Given instruction —
Reproduce exactly the lines from the one containing "Kindly give the mask of every instance of the submerged" through the last line of the records below, both included, and nothing else.

++++++++

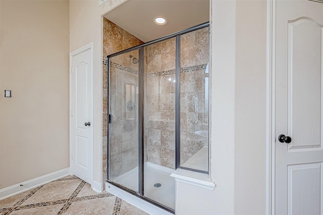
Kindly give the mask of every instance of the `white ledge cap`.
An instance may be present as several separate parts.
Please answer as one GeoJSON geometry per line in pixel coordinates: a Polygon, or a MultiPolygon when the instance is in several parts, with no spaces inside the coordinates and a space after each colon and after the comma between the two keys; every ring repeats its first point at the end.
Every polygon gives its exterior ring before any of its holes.
{"type": "Polygon", "coordinates": [[[176,181],[185,183],[208,190],[213,190],[216,186],[216,183],[210,179],[209,176],[205,173],[177,169],[172,173],[171,176],[175,178],[176,181]]]}

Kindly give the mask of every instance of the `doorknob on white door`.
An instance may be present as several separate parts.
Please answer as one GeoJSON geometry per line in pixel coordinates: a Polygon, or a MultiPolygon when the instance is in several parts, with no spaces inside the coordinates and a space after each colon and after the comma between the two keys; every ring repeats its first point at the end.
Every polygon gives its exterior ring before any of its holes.
{"type": "Polygon", "coordinates": [[[278,137],[278,140],[281,142],[286,142],[286,144],[290,144],[292,141],[292,138],[290,136],[285,136],[284,134],[281,134],[278,137]]]}

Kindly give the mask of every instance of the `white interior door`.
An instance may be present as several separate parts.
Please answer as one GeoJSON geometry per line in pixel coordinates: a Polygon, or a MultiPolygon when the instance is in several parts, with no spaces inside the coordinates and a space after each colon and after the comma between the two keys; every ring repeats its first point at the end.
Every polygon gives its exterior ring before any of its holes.
{"type": "Polygon", "coordinates": [[[276,6],[275,214],[323,214],[323,3],[276,6]]]}
{"type": "Polygon", "coordinates": [[[72,172],[92,184],[93,47],[81,51],[71,54],[72,172]]]}

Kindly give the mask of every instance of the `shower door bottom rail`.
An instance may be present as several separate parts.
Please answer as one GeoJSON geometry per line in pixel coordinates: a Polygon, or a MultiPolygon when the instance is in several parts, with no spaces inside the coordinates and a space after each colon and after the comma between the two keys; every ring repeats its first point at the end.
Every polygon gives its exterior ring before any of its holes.
{"type": "Polygon", "coordinates": [[[116,183],[114,182],[113,181],[110,181],[109,180],[106,180],[107,182],[110,183],[110,184],[112,184],[113,185],[118,187],[119,189],[121,189],[126,192],[127,192],[129,193],[130,193],[134,196],[135,196],[136,197],[137,197],[139,198],[141,198],[141,199],[144,200],[145,201],[149,202],[151,204],[153,204],[154,205],[157,206],[158,207],[160,207],[162,209],[164,209],[164,210],[170,212],[173,214],[175,214],[175,211],[174,209],[171,208],[170,207],[168,207],[165,205],[164,205],[163,204],[161,204],[159,203],[158,203],[157,202],[154,201],[152,199],[150,199],[149,198],[147,198],[145,196],[143,196],[140,195],[139,193],[136,192],[135,191],[134,191],[132,190],[131,190],[130,189],[128,189],[126,187],[125,187],[123,186],[120,185],[119,184],[117,184],[116,183]]]}

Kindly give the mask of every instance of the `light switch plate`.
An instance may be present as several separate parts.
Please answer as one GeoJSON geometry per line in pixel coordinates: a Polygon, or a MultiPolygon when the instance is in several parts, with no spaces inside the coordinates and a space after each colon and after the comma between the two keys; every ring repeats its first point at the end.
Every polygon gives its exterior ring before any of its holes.
{"type": "Polygon", "coordinates": [[[5,97],[11,98],[11,91],[10,90],[5,90],[5,97]]]}

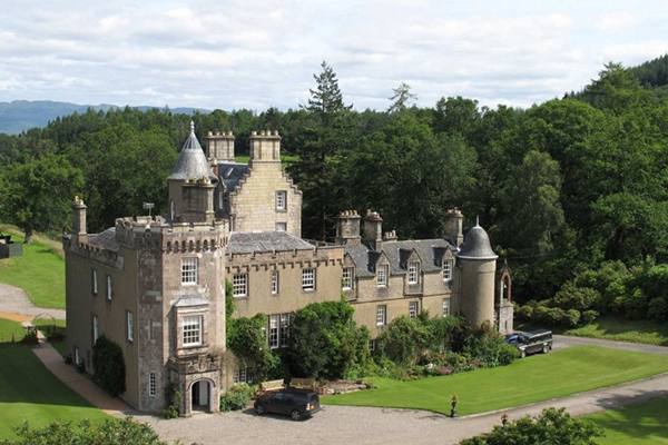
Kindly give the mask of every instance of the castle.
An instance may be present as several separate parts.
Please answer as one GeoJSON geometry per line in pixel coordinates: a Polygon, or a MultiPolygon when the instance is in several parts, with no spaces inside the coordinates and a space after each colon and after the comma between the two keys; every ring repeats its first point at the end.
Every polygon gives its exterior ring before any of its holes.
{"type": "Polygon", "coordinates": [[[346,210],[335,243],[316,245],[301,238],[302,192],[282,167],[277,131],[252,134],[248,165],[234,161],[232,132],[209,132],[206,142],[205,155],[191,125],[167,178],[165,217],[118,218],[88,234],[86,205],[72,205],[67,348],[92,373],[97,338],[118,344],[121,397],[132,407],[161,411],[171,386],[183,394],[181,415],[215,412],[227,387],[252,378],[226,350],[226,280],[235,317],[267,315],[272,348],[286,345],[295,310],[342,295],[372,338],[422,310],[512,330],[510,274],[497,270],[482,227],[463,237],[461,211],[448,212],[443,238],[399,240],[377,212],[346,210]]]}

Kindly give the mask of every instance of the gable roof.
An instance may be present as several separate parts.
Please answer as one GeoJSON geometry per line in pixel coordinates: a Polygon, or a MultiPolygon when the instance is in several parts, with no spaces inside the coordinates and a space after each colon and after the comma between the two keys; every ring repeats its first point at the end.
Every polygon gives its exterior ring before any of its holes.
{"type": "Polygon", "coordinates": [[[345,245],[346,255],[355,264],[355,273],[360,277],[372,277],[375,275],[375,264],[381,255],[385,255],[390,261],[390,273],[392,275],[405,274],[407,259],[418,255],[423,271],[440,271],[441,261],[448,250],[456,249],[445,239],[406,239],[383,241],[381,250],[373,250],[367,245],[345,245]]]}

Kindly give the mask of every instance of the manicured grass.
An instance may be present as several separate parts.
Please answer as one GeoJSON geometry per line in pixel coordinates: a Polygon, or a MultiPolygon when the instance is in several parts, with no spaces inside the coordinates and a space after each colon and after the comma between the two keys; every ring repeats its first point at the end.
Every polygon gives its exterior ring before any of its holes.
{"type": "Polygon", "coordinates": [[[0,318],[0,344],[20,342],[26,335],[26,329],[19,322],[0,318]]]}
{"type": "MultiPolygon", "coordinates": [[[[12,239],[23,240],[16,233],[12,239]]],[[[23,245],[23,256],[0,259],[0,283],[22,288],[36,306],[65,308],[65,261],[53,241],[33,238],[23,245]]]]}
{"type": "Polygon", "coordinates": [[[616,317],[601,317],[589,325],[566,330],[564,334],[579,337],[668,346],[668,324],[650,320],[627,320],[616,317]]]}
{"type": "Polygon", "coordinates": [[[53,421],[92,422],[107,418],[56,378],[27,346],[0,347],[0,439],[28,421],[45,426],[53,421]]]}
{"type": "Polygon", "coordinates": [[[520,406],[668,372],[668,357],[596,346],[534,355],[509,366],[411,382],[372,378],[375,389],[323,397],[328,405],[383,406],[462,415],[520,406]]]}
{"type": "Polygon", "coordinates": [[[668,397],[587,416],[603,428],[600,445],[668,445],[668,397]]]}

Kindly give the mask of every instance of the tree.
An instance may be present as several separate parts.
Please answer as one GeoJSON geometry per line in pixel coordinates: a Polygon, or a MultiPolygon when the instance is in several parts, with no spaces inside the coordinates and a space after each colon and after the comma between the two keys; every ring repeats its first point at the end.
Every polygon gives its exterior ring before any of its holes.
{"type": "Polygon", "coordinates": [[[341,378],[369,357],[369,332],[353,320],[346,301],[312,303],[291,325],[287,357],[293,375],[341,378]]]}
{"type": "Polygon", "coordinates": [[[30,243],[36,230],[69,227],[70,204],[84,187],[81,171],[63,156],[46,154],[4,172],[0,196],[2,219],[16,224],[30,243]]]}
{"type": "Polygon", "coordinates": [[[491,433],[462,441],[460,445],[596,445],[602,436],[589,421],[571,417],[564,408],[547,408],[537,417],[522,417],[494,426],[491,433]]]}
{"type": "Polygon", "coordinates": [[[399,87],[393,88],[392,92],[393,95],[390,98],[392,105],[387,108],[387,112],[403,111],[409,107],[410,102],[418,100],[418,95],[413,95],[411,86],[405,82],[401,82],[399,87]]]}

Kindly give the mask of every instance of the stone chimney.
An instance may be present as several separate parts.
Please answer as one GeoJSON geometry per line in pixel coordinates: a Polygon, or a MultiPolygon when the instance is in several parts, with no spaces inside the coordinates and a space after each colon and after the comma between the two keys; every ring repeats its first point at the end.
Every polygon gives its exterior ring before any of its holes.
{"type": "Polygon", "coordinates": [[[281,136],[277,130],[253,131],[250,134],[250,165],[258,162],[281,162],[281,136]]]}
{"type": "Polygon", "coordinates": [[[383,243],[383,218],[377,211],[366,210],[364,217],[364,241],[375,250],[379,250],[383,243]]]}
{"type": "Polygon", "coordinates": [[[336,219],[336,244],[360,245],[360,221],[357,210],[344,210],[336,219]]]}
{"type": "Polygon", "coordinates": [[[464,234],[462,230],[464,216],[459,208],[449,209],[445,214],[445,234],[444,238],[460,247],[464,243],[464,234]]]}
{"type": "Polygon", "coordinates": [[[84,204],[80,196],[75,196],[72,202],[72,235],[79,240],[88,237],[86,231],[86,204],[84,204]]]}
{"type": "Polygon", "coordinates": [[[206,156],[212,165],[234,162],[234,135],[232,131],[209,131],[205,138],[206,156]]]}

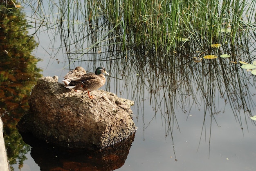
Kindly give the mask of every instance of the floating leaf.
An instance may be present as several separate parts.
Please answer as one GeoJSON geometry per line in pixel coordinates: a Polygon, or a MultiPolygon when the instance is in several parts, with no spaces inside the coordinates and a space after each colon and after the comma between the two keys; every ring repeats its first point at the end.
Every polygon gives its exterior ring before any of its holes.
{"type": "Polygon", "coordinates": [[[218,58],[218,56],[214,55],[206,55],[203,57],[204,59],[216,59],[218,58]]]}
{"type": "Polygon", "coordinates": [[[256,68],[256,65],[252,64],[245,64],[242,65],[241,67],[244,69],[254,69],[256,68]]]}
{"type": "Polygon", "coordinates": [[[215,44],[211,44],[211,47],[218,48],[218,47],[220,47],[221,46],[221,44],[218,43],[216,43],[215,44]]]}
{"type": "Polygon", "coordinates": [[[237,62],[236,61],[230,61],[230,63],[232,63],[232,64],[237,64],[237,62]]]}
{"type": "Polygon", "coordinates": [[[241,61],[239,61],[239,63],[242,64],[248,64],[248,63],[247,62],[245,62],[241,61]]]}
{"type": "Polygon", "coordinates": [[[254,120],[256,120],[256,115],[254,115],[254,116],[251,117],[251,119],[254,120]]]}
{"type": "Polygon", "coordinates": [[[223,54],[220,56],[220,57],[224,58],[229,58],[230,56],[231,56],[230,55],[229,55],[227,54],[223,54]]]}
{"type": "Polygon", "coordinates": [[[256,69],[253,70],[252,71],[252,73],[253,75],[256,75],[256,69]]]}

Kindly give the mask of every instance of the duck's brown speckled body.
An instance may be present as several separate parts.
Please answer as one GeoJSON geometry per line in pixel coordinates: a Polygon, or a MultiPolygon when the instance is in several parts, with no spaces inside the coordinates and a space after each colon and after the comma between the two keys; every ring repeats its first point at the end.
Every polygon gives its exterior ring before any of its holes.
{"type": "Polygon", "coordinates": [[[77,67],[73,71],[68,73],[62,81],[65,85],[67,86],[70,84],[72,79],[76,78],[83,75],[86,74],[86,71],[81,67],[77,67]]]}
{"type": "Polygon", "coordinates": [[[104,67],[101,67],[96,69],[94,73],[87,73],[76,78],[71,79],[67,87],[75,90],[83,90],[88,92],[89,98],[93,96],[90,94],[90,91],[96,90],[104,84],[106,78],[103,73],[109,75],[104,67]]]}

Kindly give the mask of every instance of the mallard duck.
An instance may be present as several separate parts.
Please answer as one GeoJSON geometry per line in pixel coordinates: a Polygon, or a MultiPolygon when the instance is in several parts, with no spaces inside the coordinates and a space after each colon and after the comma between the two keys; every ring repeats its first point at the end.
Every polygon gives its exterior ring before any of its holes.
{"type": "Polygon", "coordinates": [[[81,67],[76,67],[75,69],[68,73],[62,81],[65,85],[68,85],[71,81],[71,80],[76,78],[83,75],[86,74],[86,71],[81,67]]]}
{"type": "Polygon", "coordinates": [[[94,98],[90,94],[90,91],[97,90],[102,86],[106,82],[106,78],[103,74],[109,75],[103,67],[97,68],[95,73],[87,73],[76,78],[71,79],[68,86],[69,88],[72,88],[78,90],[87,91],[89,98],[94,98]]]}

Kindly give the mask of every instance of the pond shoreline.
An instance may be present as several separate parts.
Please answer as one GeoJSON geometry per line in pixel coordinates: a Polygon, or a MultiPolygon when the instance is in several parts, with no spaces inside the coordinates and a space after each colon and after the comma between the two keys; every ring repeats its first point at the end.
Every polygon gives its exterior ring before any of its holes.
{"type": "Polygon", "coordinates": [[[4,124],[2,121],[2,118],[0,117],[0,170],[6,171],[9,170],[8,162],[7,160],[7,155],[4,140],[3,134],[3,127],[4,124]]]}

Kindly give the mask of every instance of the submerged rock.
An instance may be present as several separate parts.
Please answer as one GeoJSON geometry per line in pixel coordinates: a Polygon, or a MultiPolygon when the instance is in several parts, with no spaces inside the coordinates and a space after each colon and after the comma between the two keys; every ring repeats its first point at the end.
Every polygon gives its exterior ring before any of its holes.
{"type": "Polygon", "coordinates": [[[56,78],[39,78],[29,98],[29,111],[17,127],[49,143],[88,149],[103,148],[136,131],[130,108],[133,102],[103,90],[92,93],[92,100],[56,78]]]}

++++++++

Full response —
Kindly give the mask of every instance of the submerged rock.
An instance may be present as several separate parts.
Please answer as one GeoJSON geometry per line in pixel coordinates: a Polygon, or a MultiPolygon when the instance is in several parts, with no spaces inside the coordinates and a space after each colon and after the comma between the two keys; every ring repeats its first point at the end.
Every polygon gives its exterior ring before any of its holes.
{"type": "Polygon", "coordinates": [[[56,78],[39,78],[29,98],[29,111],[17,127],[49,143],[88,149],[103,148],[136,131],[130,108],[133,102],[103,90],[92,93],[92,100],[56,78]]]}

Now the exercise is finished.